**Provided data:**
· · · · · · ·
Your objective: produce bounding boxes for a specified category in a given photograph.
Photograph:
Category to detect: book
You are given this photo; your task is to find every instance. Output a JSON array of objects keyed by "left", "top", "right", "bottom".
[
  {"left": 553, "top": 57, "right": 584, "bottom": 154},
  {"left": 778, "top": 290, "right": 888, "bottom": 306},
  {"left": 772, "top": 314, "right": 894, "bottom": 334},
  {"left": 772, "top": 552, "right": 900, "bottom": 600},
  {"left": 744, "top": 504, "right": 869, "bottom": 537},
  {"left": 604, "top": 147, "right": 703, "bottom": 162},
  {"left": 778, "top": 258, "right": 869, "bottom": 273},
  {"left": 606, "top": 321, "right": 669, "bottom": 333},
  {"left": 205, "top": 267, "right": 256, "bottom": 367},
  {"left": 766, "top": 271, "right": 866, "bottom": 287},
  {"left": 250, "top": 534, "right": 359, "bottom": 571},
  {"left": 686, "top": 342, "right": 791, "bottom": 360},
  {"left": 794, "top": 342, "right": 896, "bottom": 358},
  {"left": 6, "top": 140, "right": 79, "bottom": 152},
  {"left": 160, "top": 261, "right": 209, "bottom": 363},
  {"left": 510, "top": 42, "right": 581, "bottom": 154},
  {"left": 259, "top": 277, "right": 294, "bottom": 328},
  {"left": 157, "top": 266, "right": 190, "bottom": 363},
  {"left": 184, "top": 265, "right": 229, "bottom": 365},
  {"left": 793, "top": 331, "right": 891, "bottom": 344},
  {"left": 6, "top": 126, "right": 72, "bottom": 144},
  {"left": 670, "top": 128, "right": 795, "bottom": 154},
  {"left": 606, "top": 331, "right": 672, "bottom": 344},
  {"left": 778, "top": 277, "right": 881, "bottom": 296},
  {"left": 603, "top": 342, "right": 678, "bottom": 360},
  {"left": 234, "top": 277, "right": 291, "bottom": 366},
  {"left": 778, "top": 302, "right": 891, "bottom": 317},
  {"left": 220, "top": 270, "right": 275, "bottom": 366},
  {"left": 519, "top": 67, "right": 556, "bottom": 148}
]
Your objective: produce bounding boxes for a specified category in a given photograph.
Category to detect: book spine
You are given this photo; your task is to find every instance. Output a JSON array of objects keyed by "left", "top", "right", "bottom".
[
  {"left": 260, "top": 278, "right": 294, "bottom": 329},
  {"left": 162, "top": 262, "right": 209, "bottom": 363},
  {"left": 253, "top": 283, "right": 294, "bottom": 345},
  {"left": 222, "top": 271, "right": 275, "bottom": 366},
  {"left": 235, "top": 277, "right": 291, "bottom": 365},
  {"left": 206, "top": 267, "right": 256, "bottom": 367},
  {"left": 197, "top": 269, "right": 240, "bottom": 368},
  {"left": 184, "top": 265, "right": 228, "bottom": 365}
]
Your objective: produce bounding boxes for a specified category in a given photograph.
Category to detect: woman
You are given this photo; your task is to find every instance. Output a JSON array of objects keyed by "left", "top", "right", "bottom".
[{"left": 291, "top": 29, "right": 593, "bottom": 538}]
· · · · · · ·
**Task to complete:** Count the lines in the records that contain the string "detect", matching case exactly, and give only the number.

**Task answer:** 3